-- Begin Exercise data --

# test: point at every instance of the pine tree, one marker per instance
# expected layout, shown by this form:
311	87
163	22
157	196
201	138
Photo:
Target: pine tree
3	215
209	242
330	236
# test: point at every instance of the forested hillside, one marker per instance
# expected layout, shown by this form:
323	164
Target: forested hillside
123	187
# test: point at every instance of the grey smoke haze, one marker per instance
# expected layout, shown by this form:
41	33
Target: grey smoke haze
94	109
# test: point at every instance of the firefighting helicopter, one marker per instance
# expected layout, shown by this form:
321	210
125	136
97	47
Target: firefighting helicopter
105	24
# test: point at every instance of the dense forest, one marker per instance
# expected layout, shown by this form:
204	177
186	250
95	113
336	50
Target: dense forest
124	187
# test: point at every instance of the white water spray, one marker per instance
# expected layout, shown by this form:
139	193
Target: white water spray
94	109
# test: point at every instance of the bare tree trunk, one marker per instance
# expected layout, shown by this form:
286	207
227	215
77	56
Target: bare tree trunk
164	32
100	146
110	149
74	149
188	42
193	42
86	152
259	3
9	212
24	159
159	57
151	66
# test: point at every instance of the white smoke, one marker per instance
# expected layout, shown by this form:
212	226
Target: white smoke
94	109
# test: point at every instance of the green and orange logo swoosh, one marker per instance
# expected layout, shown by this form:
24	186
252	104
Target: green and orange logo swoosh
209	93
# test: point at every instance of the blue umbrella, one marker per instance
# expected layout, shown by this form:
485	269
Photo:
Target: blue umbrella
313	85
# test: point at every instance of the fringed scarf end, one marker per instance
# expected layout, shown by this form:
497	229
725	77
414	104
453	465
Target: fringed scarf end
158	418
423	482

-- End Exercise data --
-- Begin Exercise data --

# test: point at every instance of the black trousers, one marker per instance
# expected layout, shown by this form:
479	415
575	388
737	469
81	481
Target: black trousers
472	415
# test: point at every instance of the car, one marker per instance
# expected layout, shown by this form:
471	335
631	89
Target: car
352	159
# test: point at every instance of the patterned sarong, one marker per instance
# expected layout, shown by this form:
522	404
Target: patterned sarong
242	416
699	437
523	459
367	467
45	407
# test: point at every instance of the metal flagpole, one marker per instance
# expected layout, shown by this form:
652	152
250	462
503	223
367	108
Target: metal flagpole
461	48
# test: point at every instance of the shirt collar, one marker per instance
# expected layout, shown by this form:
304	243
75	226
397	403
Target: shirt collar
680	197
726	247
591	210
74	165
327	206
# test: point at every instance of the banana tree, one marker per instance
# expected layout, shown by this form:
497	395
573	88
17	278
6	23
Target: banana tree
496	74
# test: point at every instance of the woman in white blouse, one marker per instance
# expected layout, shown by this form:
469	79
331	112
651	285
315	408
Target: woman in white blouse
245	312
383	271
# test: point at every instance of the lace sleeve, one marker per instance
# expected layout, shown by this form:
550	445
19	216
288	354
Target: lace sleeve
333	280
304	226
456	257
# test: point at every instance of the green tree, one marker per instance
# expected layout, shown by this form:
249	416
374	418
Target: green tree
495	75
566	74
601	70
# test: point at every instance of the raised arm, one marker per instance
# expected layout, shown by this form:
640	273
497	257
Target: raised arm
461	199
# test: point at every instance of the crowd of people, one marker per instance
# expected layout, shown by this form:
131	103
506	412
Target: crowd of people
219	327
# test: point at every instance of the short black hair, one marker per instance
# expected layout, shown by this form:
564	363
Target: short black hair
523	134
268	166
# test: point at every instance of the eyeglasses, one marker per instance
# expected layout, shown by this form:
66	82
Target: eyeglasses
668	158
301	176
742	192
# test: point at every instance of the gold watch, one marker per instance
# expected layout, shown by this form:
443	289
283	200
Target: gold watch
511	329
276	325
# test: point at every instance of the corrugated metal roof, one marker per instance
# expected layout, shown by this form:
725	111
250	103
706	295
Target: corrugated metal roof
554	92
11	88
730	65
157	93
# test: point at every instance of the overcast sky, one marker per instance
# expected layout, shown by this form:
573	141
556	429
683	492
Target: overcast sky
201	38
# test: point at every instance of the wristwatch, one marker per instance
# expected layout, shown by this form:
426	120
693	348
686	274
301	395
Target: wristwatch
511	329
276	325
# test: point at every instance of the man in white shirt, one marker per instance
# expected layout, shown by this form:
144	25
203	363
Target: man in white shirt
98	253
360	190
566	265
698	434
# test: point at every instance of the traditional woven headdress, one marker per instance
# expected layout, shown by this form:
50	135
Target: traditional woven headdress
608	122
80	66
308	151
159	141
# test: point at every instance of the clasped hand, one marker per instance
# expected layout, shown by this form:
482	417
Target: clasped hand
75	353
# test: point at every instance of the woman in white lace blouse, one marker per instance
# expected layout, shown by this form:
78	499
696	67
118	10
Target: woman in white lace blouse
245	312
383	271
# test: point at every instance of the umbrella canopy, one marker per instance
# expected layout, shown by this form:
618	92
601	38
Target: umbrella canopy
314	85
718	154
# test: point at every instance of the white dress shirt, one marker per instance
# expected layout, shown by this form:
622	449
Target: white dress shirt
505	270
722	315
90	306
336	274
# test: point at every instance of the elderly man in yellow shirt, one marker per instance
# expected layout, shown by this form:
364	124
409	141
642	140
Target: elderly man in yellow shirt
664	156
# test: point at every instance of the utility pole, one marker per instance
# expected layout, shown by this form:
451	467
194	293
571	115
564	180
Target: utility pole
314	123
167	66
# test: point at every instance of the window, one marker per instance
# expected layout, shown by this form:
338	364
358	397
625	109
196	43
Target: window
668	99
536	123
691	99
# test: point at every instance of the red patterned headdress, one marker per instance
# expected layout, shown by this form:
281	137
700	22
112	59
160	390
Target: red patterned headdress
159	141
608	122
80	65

-- End Exercise data --

Report each line above that contains the string "black". Case counts.

# test: point at every instance of the black trousers, one marker per instance
Target: black trousers
# test: point at every instance of the short black hair, one marker per instance
Target: short black hair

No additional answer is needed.